• Study text:
★ ★ ★ ★

EXPLORING THE AWE-INSPIRING NETWORK OF CAVES BELOW MOUNT RAINIER VOLCANO ICE CAP

Below the ice cap at Mount Rainier’s summit lies a network of otherworldly grottoes explored this summer by scientists and cavers. 
Seattle Times science reporter
All photos by Francois-Xavier De Ruydts / Special to The Seattle Times 

 
Microbiologist Zoe Harrold heads toward a cave opening — and sunlight. The University of Washington graduate says the caves can be a natural laboratory for study of microbes that can flourish in conditions hostile to most life.

Bill Lokey planted his ice ax in the crumbly slope and scanned the cavern with his headlamp.
 
Counting all the ups and downs, he had climbed more than 15,000 feet to get here — past yawning crevasses and over cliffs where a single misstep could send a rope team tumbling. His party was pummeled by a lightning storm so ferocious it stood one woman’s hair on end. Gale-force winds threatened to shred their tents.
 
But now, the grin on Lokey’s face said it had been worth it.   A ceiling of ice arched 40 feet overhead, glistening as the light danced across its scalloped surface. Steam hissed from fumaroles, misting the air, as it had more than four decades earlier when he first set foot in this otherworldly grotto.
 
Bigger than a ballroom, the chamber faded into darkness at either end.
Read more and see additional images

Going to the grottoes
 

“We called this the Coliseum,” Lokey said, nodding in recognition — and awe.

In the early 1970s, this was the biggest room he and a group of fellow adventurers encountered as they mapped and explored one of the Pacific Northwest’s least-known natural wonders: the labyrinth of ice caves at the 14,411-foot-high summit of Mount Rainier.
 
Photo:  Bill Lokey first visited the caves more than 40 years ago and helped bring the new team together.

The caves form as heat rises from the volcano’s depths and melts the base of the ice cap that fills Rainier’s twin craters. More than 5,000 climbers trudge across those craters every year to tag the highest crest in the Cascade Mountains. Few have any inkling what lies beneath their feet.
 
The ’70s-era map tallied more than a mile of passages in the main crater alone, with countless side channels left untracked.
 
One chamber held a lake, which Lokey named Muriel for his mother. He slithered headfirst down a chute dubbed the Rabbit Hole, emerging to find an icicle as big around as an old-growth fir.
 
“To our knowledge, no comparable system ... exists anywhere in the world,” scientists wrote at the time — and no one has proved them wrong.


Reporter Sandi Doughton and Bill Lokey walk among steaming fumaroles near the rim of the volcano's smaller, west crater.

The adventure fired Lokey’s imagination, and he’s been itching ever since to see the caves studied in more detail. This summer, he finally crossed paths with a dream team of experts who shared his passion.
 
Which explains why, at the age of 67, Lokey found himself back in the Coliseum in August.
With him was a biologist who studies microbes in environments so extreme they mimic other planets.
 
A geologist joined the group to sample gases that could provide early warning if the volcano begins to stir.

★ ★ ★ ★

• Dataset excerpts:
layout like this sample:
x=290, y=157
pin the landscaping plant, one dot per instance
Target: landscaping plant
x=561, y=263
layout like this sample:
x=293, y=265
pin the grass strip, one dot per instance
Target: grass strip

★ ★ ★ ★

• What needs to be done: Using the text about the Mount Rainier ice caves, decide whether each statement agrees with it, and answer yes or no with the text's deciding words quoted: (a) Lokey was 67 when he went back to the Coliseum in August. (b) Lokey named the lake in one chamber after his sister. (c) More than 5,000 climbers cross Rainier's craters each year.

• Answer:
(a) Yes: "at the age of 67, Lokey found himself back in the Coliseum in August."
(b) No: "which Lokey named Muriel for his mother."
(c) Yes: "More than 5,000 climbers trudge across those craters every year"